Reproduce the text on the Consistency Alignment Module below word for word, from its heading through the 2D branch loss.
* START Selection *
Consistency Alignment Module (CAM):
- Function: Transfer rich semantic knowledge from the 2D branch to the 3D branch.
- Mechanism: Use Conv1D to reduce the dimension of 3D enhanced features, and then utilize the 3DGS rendering pipeline to render the feature vector of each point as a Gaussian attribute to 2D, obtaining projected features \(\mathbf{F}(v) = \sum_{i} \mathbf{f}_i \alpha_i \prod_{j<i}(1-\alpha_j)\). Meanwhile, use Conv2D to upsample 2D enhanced features to the same resolution. Apply MSE loss \(\mathcal{L}_{consis} = \text{MSE}(\mathbf{f}_{cam}^{3D-2D}, \mathbf{f}_{cam}^{2D})\) to force the 3D projected features to align with 2D features in a shared space.
- Design Motivation: The 2D branch uses frozen DINOv2 to extract features containing rich semantic priors. Aligning at the feature level rather than distilling at the output level facilitates finer-grained knowledge transfer. The differentiable rendering of 3DGS allows gradients from the 2D alignment loss to propagate back to the 3D branch.

Loss & Training¶

2D branch loss: \(\mathcal{L}^{2D} = \mathcal{L}_{BCE}^{2D} + \mathcal{L}_{Dice}^{2D}\).
* END Selection *
* START Provided material *
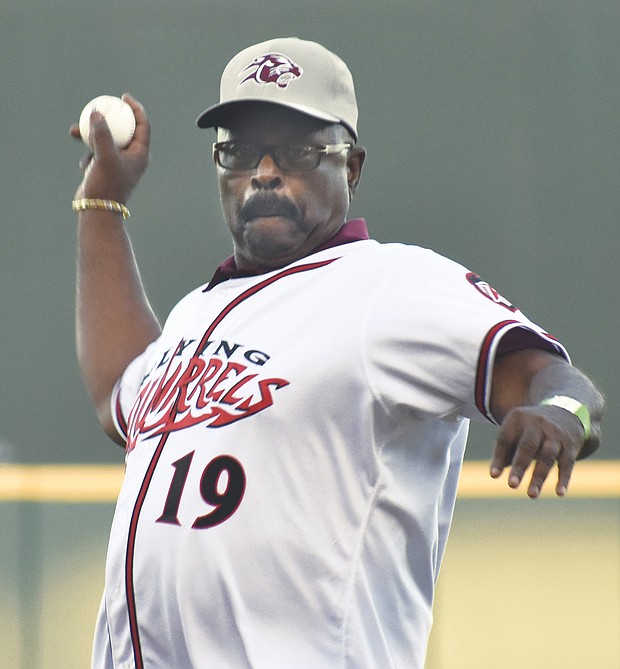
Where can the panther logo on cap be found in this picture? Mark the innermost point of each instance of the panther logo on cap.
(273, 68)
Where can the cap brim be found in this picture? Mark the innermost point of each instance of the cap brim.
(216, 115)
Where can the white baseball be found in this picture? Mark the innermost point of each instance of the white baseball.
(118, 115)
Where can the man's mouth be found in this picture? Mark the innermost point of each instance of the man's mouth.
(269, 206)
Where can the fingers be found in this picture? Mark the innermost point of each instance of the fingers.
(534, 435)
(111, 172)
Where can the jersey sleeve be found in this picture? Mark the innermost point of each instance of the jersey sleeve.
(434, 329)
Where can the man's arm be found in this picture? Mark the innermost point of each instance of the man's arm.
(531, 432)
(114, 321)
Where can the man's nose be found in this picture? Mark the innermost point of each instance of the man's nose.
(267, 175)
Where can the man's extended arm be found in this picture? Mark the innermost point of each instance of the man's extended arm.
(531, 432)
(114, 321)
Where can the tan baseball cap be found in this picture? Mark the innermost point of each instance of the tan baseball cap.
(290, 72)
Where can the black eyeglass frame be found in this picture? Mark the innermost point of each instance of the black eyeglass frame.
(273, 150)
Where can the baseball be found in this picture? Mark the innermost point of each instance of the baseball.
(118, 115)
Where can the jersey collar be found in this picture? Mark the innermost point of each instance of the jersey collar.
(354, 230)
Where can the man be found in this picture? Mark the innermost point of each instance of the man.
(295, 432)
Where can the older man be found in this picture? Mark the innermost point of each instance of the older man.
(294, 433)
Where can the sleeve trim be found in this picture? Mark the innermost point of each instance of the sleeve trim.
(489, 350)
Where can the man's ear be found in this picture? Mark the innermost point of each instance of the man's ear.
(355, 162)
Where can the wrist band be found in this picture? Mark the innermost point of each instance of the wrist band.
(104, 205)
(575, 407)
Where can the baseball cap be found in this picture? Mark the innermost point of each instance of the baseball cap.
(290, 72)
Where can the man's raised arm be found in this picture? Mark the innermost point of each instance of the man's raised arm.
(114, 321)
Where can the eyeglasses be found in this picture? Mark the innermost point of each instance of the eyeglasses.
(289, 157)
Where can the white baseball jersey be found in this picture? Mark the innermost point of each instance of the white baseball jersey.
(294, 441)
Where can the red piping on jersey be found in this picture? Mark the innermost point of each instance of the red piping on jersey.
(529, 339)
(120, 419)
(483, 366)
(133, 525)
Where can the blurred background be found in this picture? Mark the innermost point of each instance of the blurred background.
(493, 137)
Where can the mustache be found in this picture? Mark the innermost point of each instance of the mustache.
(263, 205)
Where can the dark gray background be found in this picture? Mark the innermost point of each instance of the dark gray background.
(492, 133)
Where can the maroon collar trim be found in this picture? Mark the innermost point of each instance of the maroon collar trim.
(354, 230)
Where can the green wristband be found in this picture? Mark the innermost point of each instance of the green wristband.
(575, 407)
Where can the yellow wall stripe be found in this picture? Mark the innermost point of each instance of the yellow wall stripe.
(80, 484)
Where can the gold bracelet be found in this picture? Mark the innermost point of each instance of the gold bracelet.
(104, 205)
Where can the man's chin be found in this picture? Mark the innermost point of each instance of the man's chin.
(273, 240)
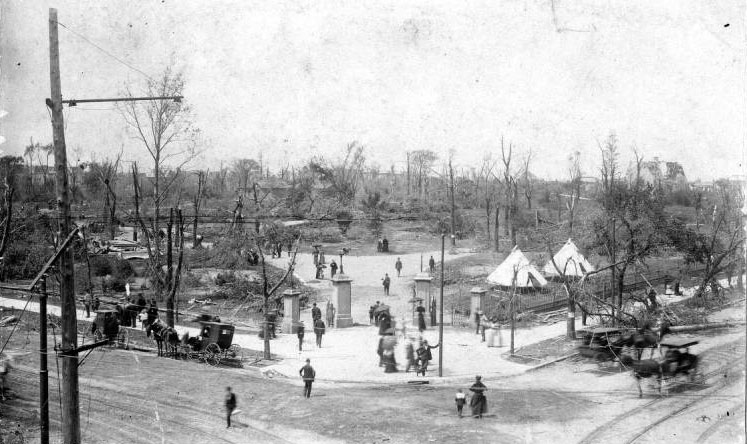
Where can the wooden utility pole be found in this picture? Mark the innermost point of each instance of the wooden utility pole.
(69, 327)
(43, 374)
(441, 317)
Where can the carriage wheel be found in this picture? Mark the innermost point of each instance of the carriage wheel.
(123, 338)
(212, 354)
(234, 350)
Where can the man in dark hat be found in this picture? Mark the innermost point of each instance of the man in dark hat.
(307, 374)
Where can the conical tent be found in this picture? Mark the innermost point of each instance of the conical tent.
(569, 259)
(527, 274)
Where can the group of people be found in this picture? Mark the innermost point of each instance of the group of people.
(478, 402)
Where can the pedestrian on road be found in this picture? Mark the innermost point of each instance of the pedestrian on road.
(316, 312)
(410, 356)
(479, 402)
(333, 268)
(460, 399)
(88, 302)
(425, 356)
(308, 374)
(230, 405)
(299, 333)
(330, 314)
(421, 317)
(319, 331)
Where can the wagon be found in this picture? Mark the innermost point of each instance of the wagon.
(107, 327)
(214, 343)
(597, 343)
(678, 360)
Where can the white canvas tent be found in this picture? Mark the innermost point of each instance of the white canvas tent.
(569, 259)
(527, 274)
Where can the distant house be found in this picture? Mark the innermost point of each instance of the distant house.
(667, 175)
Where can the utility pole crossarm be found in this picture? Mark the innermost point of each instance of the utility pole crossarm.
(74, 102)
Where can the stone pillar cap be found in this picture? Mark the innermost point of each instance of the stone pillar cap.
(423, 276)
(341, 278)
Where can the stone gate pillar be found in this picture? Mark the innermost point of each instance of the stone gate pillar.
(477, 303)
(291, 310)
(422, 291)
(342, 297)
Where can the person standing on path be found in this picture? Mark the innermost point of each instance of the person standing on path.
(479, 402)
(409, 356)
(319, 330)
(421, 317)
(300, 335)
(425, 356)
(333, 268)
(330, 314)
(230, 402)
(316, 312)
(460, 399)
(88, 302)
(307, 374)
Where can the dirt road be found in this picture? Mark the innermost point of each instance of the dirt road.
(133, 397)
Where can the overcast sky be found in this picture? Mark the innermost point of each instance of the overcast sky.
(295, 78)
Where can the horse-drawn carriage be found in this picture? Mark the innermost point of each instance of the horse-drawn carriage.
(677, 361)
(214, 344)
(600, 343)
(107, 326)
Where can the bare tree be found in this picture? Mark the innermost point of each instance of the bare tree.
(164, 127)
(527, 180)
(107, 173)
(419, 165)
(343, 176)
(197, 199)
(485, 183)
(511, 190)
(574, 176)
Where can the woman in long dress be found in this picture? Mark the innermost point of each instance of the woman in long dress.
(479, 402)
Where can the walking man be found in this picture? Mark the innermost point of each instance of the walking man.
(307, 374)
(300, 335)
(230, 405)
(319, 331)
(333, 268)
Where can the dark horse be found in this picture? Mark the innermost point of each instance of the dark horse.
(162, 333)
(674, 363)
(645, 368)
(642, 338)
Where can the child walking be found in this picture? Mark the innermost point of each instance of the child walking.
(460, 399)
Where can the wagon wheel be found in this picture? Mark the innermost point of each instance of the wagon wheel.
(234, 350)
(123, 338)
(212, 354)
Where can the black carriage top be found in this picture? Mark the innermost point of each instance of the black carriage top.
(217, 332)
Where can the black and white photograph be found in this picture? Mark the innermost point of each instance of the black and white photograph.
(380, 222)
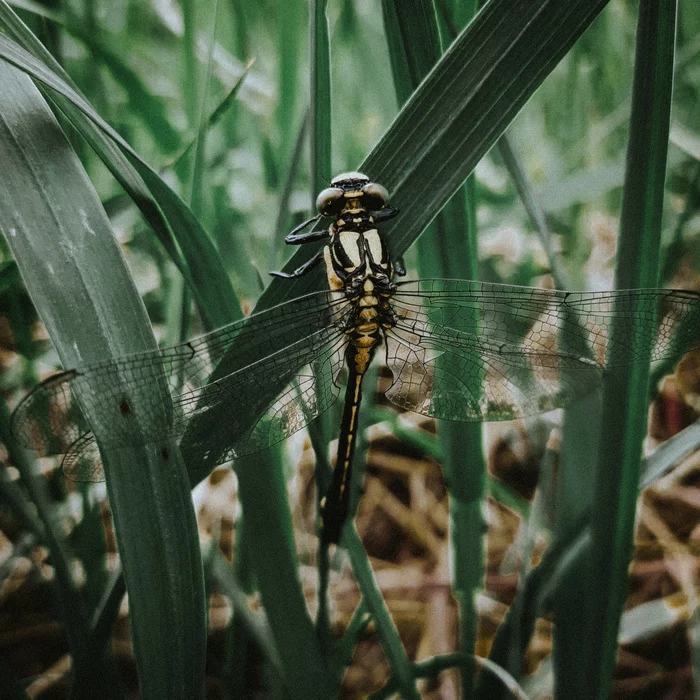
* END Provided material *
> _Response to this task_
Consistency Alignment Module (CAM):
- Function: Transfer rich semantic knowledge from the 2D branch to the 3D branch.
- Mechanism: Use Conv1D to reduce the dimension of 3D enhanced features, and then utilize the 3DGS rendering pipeline to render the feature vector of each point as a Gaussian attribute to 2D, obtaining projected features \(\mathbf{F}(v) = \sum_{i} \mathbf{f}_i \alpha_i \prod_{j<i}(1-\alpha_j)\). Meanwhile, use Conv2D to upsample 2D enhanced features to the same resolution. Apply MSE loss \(\mathcal{L}_{consis} = \text{MSE}(\mathbf{f}_{cam}^{3D-2D}, \mathbf{f}_{cam}^{2D})\) to force the 3D projected features to align with 2D features in a shared space.
- Design Motivation: The 2D branch uses frozen DINOv2 to extract features containing rich semantic priors. Aligning at the feature level rather than distilling at the output level facilitates finer-grained knowledge transfer. The differentiable rendering of 3DGS allows gradients from the 2D alignment loss to propagate back to the 3D branch.

Loss & Training¶

2D branch loss: \(\mathcal{L}^{2D} = \mathcal{L}_{BCE}^{2D} + \mathcal{L}_{Dice}^{2D}\).